[Given information]

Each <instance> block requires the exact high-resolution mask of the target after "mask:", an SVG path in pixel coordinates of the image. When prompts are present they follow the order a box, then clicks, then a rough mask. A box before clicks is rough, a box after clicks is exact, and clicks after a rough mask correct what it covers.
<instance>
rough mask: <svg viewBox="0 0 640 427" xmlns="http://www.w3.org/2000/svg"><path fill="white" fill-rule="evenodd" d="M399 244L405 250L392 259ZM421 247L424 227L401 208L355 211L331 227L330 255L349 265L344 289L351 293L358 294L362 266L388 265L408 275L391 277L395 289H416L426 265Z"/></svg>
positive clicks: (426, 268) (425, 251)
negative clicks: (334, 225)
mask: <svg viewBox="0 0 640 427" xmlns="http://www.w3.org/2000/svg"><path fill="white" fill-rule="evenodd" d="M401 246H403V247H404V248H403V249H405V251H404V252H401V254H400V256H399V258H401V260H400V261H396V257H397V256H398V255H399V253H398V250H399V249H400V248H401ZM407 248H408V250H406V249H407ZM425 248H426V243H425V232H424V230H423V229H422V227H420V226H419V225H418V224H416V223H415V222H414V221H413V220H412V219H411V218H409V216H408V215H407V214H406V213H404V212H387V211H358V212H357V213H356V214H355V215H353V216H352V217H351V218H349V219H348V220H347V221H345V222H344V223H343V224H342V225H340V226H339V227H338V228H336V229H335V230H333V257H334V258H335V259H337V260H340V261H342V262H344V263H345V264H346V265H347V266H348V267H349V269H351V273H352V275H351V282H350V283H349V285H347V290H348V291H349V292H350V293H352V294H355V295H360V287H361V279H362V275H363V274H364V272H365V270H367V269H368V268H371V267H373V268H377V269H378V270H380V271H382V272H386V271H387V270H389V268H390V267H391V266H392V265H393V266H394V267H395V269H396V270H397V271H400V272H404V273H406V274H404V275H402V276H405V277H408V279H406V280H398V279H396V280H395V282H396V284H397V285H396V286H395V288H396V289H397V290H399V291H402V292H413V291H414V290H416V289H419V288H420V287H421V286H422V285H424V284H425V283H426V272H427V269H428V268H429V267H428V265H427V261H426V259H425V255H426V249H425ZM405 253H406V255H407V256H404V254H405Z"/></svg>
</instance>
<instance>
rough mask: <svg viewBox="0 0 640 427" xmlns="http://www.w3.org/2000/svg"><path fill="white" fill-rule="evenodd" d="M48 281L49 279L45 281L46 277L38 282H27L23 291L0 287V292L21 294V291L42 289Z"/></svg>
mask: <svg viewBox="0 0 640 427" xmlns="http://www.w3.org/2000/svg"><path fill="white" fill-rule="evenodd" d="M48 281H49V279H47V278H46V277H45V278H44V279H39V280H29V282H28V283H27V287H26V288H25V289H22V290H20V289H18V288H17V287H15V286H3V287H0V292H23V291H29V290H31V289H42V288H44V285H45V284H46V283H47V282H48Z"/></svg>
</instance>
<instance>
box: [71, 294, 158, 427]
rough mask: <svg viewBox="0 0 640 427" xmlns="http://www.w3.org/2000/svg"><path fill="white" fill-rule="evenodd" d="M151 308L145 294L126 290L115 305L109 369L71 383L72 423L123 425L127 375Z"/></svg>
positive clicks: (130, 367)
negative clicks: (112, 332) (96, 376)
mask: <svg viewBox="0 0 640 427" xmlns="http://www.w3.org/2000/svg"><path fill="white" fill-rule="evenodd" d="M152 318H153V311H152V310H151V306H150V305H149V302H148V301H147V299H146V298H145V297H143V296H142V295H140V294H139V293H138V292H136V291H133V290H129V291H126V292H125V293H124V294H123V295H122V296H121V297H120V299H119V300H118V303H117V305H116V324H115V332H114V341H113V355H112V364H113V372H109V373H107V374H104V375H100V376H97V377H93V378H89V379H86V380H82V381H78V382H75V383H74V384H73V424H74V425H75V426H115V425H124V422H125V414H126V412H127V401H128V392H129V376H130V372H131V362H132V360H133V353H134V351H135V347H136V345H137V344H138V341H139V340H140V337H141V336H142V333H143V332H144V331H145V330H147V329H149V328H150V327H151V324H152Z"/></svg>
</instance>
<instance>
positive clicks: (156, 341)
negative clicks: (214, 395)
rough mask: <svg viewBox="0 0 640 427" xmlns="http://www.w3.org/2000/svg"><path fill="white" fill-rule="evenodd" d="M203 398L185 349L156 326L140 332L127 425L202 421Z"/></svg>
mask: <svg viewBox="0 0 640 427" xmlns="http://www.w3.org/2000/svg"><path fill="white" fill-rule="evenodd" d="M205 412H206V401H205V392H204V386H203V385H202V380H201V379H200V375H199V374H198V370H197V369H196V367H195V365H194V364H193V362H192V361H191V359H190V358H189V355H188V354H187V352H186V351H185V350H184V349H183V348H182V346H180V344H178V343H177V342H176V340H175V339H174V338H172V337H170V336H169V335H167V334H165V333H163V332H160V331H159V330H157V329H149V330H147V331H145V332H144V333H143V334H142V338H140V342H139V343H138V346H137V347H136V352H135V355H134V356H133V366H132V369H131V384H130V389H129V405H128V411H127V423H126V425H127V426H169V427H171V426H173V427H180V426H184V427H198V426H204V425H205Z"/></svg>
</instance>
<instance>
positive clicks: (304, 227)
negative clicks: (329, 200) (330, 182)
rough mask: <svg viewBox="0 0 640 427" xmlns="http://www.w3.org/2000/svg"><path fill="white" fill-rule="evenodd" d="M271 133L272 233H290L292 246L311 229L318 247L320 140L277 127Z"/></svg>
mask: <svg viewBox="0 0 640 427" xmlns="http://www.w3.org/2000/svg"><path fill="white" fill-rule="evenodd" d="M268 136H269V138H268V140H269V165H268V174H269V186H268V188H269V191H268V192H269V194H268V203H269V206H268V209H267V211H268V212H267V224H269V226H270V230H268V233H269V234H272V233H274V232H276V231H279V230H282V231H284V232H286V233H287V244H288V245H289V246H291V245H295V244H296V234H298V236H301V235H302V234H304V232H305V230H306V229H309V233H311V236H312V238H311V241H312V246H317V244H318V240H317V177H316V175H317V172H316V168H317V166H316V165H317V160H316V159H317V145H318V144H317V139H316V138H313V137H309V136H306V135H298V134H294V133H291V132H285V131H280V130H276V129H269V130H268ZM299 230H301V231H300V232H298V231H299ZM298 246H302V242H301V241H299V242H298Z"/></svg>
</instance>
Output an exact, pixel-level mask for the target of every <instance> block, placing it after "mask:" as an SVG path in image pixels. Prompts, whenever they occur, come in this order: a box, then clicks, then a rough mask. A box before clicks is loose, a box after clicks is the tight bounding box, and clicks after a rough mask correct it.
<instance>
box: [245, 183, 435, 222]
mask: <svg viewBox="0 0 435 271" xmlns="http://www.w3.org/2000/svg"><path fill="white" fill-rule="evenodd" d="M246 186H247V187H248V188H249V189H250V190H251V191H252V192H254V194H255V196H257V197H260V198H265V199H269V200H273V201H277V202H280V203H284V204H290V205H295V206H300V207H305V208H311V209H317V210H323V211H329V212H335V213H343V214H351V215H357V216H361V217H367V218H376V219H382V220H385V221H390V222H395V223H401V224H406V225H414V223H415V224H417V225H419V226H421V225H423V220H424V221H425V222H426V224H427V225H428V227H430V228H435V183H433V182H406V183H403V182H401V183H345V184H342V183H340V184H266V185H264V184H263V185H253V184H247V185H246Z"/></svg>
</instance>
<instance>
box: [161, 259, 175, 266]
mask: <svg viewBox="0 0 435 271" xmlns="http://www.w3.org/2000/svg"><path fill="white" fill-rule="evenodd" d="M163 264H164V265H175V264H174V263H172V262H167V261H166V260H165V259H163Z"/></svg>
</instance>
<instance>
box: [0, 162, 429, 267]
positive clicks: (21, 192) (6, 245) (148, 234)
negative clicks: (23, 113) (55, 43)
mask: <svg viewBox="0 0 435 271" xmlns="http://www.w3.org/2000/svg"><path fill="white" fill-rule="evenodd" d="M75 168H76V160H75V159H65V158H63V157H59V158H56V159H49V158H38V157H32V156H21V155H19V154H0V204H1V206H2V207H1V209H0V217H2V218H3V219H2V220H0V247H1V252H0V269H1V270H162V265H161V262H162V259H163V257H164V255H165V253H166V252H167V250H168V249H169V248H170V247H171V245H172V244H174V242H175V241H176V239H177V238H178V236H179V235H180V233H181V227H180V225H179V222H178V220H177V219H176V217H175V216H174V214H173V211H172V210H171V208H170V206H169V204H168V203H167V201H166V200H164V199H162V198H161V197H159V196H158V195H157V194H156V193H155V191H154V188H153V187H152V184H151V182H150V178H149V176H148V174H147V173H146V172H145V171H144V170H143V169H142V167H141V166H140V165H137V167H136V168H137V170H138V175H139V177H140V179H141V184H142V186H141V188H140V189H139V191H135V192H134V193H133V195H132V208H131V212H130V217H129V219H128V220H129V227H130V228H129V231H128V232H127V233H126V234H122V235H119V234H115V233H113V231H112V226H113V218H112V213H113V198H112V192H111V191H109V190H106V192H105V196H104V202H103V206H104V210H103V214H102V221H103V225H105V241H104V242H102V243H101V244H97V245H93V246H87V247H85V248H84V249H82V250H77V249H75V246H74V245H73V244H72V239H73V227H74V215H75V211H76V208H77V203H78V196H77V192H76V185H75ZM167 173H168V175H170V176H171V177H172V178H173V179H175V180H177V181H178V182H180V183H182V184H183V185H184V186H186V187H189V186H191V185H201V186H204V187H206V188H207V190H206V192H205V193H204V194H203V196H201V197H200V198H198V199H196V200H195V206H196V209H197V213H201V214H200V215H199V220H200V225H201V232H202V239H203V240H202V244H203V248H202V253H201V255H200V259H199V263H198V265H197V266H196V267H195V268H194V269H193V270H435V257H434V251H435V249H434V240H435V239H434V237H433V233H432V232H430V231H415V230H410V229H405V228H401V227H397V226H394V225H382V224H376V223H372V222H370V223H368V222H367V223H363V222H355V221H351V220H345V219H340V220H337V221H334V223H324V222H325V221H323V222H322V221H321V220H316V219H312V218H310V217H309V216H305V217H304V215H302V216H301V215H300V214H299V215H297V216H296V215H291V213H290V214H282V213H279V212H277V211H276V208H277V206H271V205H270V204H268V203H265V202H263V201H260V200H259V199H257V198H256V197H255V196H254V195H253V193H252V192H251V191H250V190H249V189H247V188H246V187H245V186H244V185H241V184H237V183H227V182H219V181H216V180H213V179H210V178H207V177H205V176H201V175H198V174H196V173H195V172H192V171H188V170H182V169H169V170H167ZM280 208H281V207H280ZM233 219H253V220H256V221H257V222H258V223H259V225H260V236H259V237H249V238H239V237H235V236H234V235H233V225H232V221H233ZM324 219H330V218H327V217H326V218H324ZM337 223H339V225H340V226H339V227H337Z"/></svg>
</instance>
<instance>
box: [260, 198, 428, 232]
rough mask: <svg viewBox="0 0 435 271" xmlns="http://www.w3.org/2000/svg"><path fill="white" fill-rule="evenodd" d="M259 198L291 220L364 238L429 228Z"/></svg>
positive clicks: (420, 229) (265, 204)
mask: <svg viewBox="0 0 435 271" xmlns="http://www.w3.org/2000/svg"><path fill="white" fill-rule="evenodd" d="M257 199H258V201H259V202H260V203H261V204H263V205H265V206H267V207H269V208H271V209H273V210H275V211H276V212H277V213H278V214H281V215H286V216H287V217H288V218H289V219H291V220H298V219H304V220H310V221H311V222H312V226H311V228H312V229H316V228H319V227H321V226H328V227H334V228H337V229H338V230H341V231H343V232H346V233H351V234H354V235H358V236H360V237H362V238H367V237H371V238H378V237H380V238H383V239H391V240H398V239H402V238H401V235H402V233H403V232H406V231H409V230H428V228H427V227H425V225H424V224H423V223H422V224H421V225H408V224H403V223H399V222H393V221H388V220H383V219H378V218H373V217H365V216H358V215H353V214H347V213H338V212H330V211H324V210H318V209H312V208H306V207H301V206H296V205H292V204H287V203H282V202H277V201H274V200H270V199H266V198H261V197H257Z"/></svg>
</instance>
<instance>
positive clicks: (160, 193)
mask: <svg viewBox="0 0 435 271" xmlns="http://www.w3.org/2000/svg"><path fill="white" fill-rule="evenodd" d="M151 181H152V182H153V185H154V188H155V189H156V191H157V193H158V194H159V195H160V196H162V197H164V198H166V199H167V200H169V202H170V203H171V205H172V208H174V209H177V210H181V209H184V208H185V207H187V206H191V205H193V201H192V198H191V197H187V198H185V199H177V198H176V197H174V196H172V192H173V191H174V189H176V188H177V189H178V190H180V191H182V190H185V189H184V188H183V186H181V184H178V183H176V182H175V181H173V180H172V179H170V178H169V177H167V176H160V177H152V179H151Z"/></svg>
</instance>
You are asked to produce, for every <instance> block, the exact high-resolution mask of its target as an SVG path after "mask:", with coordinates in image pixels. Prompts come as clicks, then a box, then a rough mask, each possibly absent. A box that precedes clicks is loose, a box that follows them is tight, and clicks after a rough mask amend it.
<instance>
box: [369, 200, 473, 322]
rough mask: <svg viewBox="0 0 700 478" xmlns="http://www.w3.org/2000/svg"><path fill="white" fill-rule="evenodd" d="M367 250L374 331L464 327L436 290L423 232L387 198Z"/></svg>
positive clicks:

[/Given information]

[Goal of the exercise]
Can you revise the stretch from the start of the records through the line containing "positive clicks: (426, 268) (425, 251)" so that every "rough mask" becomes "coarse mask", with nothing else changed, and return only those lines?

[Worked solution]
Each <instance> block requires the exact high-resolution mask of the target after "mask:", an SVG path in pixel coordinates of the image. When prompts are present they follow the order a box, then clicks, then a coarse mask. A box before clicks is rough, a box after clicks is exact, and clicks after a coarse mask correct what it covers.
<instance>
coarse mask: <svg viewBox="0 0 640 427" xmlns="http://www.w3.org/2000/svg"><path fill="white" fill-rule="evenodd" d="M399 244L405 250L392 259ZM421 247L424 227L401 208L355 211L331 227L330 255L349 265L344 289L351 293L358 294L362 266L388 265L408 275L391 277L395 289H416L426 265Z"/></svg>
positive clicks: (426, 268) (425, 251)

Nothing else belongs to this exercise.